> [Exercise goal]: Echo the rows below word for word, leaving out the pictures.

Point labeling dataset rows
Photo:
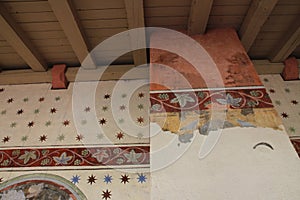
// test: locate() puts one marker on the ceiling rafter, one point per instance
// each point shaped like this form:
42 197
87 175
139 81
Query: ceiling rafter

> [Problem solution]:
Photo:
// test: locate() puts one marker on the ceiling rafter, one point per instance
// each point shaped like this form:
42 197
87 175
139 81
Query: ceiling rafter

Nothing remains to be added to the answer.